- Activity
Retype, word for word, the stretch of the post about a late-night casino trip from "Another cab ride" through "damage this time.".

- Document section
Something I’ve discovered about being bi-polar, is I sometimes am overcome with a need to do things that could be considered self-destructive.
Most recently, this presented itself as a gambling run at the casinos in Niagara Falls.
It started, well, as it always does. A scratch in the back of the head. An idea. ‘Hey, wouldn’t it be fun if…?’ Now, I have certain rules when it comes to heading to the casino. A checklist, really. First, it’s no fun unless I go with my friend Mollie. We treat it as a good time first and foremost. We don’t go with the expressed idea that we’re going to win (although she usually does). We go to have a laugh. So if she’s not available, or she doesn’t think it’s a good night to go, then we don’t. But on Thursday she was still in Vancouver on business, and that was a clear sign I shouldn’t go.
Second, I’m not working, therefore I can’t really afford to lose money. You need to be prepared to lose money when going to the casino, and always plan on just how much you can afford to lose. But I found a justification for it, flimsy as it was. I’d simply take less. And I’d arrive as late as possible, and leave early, limiting the amount of time I was to gamble.
But then the real stumbling block hit. I had an appointment at 10am the next morning to return a loaner CPAP machine, and a noon appointment with the doctor to discuss the feedback from the device. Even if I got back to Toronto at 7am, I wouldn’t get home until 8 and maybe I’d get an hour nap before having to head out the door, and have to kill 2 hours in-between. Exhaustion was the least of my problems.
So the only responsible decision was to not go to the casino.
But that’s the problem with being bi-polar. You’re not always thinking responsibly.
Sure enough, at 10pm I was out the door and on my way downtown to catch the bus to Niagara Falls. I got there just before 1am, and took a cab to Casino Niagara (the bus no longer goes straight to the casino). I found the Blackjack Switch table, and spent just under two hours there. Surprisingly, I was up around $100 for most of the time, only hitting a cold streak at the end, leaving me $30 down when they closed the table. As there wasn’t any other tables worth playing, I cashed in and bundled up, taking a good half-hour walk to Fallsview. There I found a $5 blackjack table, no frills, and found my groove. I even had a good luck charm at the table; a woman who’d originally planned to be at Casino Rama but had missed her bus and ended up at Fallsview instead. Again, I was up more than a $100, but started to cool a bit. I’d put a limit on play of 4:15am, and when that hit I stepped away, this time $60 up. I admit I was tempted to blow off the 4:55am bus and continue, but by this point I was feeling in control again. Plus, as I usually tend not to win at the tables, I took this as a sign to quit while I was ahead.
Another cab ride back to the bus terminal, and I was on the road again by 5am back to Toronto. When I got home, I called the CPAP clinic and rescheduled for noon and caught a two hour nap.
There is no moral to this story. I know that I should’ve called someone and asked them to convince me not to go. But as always, I didn’t want to burned another person with my problems,
I ignored my base instincts, I lost the fight against the part of me that knew not to do harm. Thankfully I escaped any lasting damage this time.

- Entries drawn from a collection
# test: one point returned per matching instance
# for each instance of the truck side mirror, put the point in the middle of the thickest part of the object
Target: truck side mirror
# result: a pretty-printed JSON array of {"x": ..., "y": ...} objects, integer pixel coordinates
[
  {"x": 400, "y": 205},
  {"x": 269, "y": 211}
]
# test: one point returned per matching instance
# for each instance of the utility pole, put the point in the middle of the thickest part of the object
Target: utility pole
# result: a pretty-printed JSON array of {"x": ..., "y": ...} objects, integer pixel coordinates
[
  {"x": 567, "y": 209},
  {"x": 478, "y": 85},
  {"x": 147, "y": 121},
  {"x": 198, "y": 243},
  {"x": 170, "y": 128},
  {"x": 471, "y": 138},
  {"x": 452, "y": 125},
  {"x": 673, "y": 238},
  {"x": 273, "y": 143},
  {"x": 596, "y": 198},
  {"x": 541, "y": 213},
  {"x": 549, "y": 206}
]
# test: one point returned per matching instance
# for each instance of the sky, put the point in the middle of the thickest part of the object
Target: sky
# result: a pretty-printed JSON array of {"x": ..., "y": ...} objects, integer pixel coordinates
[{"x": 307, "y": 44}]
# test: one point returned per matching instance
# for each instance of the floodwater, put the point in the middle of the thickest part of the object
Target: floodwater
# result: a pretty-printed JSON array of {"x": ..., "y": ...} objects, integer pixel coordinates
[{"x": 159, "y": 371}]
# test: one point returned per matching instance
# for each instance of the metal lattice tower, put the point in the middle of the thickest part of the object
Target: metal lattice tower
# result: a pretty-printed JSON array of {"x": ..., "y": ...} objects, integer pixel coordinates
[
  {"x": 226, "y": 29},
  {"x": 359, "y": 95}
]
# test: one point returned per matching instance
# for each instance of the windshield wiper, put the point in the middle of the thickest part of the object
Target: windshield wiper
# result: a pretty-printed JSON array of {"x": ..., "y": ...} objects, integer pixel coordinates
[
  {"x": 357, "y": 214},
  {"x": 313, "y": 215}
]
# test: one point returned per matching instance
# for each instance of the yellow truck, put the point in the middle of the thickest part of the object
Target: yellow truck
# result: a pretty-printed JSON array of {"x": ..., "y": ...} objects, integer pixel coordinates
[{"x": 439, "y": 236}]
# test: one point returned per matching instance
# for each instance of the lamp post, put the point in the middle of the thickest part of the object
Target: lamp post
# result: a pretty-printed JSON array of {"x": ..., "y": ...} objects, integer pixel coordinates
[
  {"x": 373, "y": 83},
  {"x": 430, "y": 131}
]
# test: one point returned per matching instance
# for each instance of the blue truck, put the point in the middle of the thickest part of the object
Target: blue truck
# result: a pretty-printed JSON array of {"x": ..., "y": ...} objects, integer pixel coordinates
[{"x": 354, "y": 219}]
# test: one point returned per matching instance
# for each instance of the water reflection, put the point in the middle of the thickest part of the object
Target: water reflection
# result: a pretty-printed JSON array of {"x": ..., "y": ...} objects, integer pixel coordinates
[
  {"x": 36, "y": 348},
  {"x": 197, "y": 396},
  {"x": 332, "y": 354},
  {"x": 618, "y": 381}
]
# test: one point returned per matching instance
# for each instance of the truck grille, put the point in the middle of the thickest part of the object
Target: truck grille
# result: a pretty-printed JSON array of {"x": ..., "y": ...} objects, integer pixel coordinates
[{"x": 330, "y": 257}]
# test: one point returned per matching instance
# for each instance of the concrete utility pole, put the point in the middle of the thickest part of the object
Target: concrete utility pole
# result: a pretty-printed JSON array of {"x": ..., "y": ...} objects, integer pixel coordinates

- Result below
Another cab ride back to the bus terminal, and I was on the road again by 5am back to Toronto. When I got home, I called the CPAP clinic and rescheduled for noon and caught a two hour nap.
There is no moral to this story. I know that I should’ve called someone and asked them to convince me not to go. But as always, I didn’t want to burned another person with my problems,
I ignored my base instincts, I lost the fight against the part of me that knew not to do harm. Thankfully I escaped any lasting damage this time.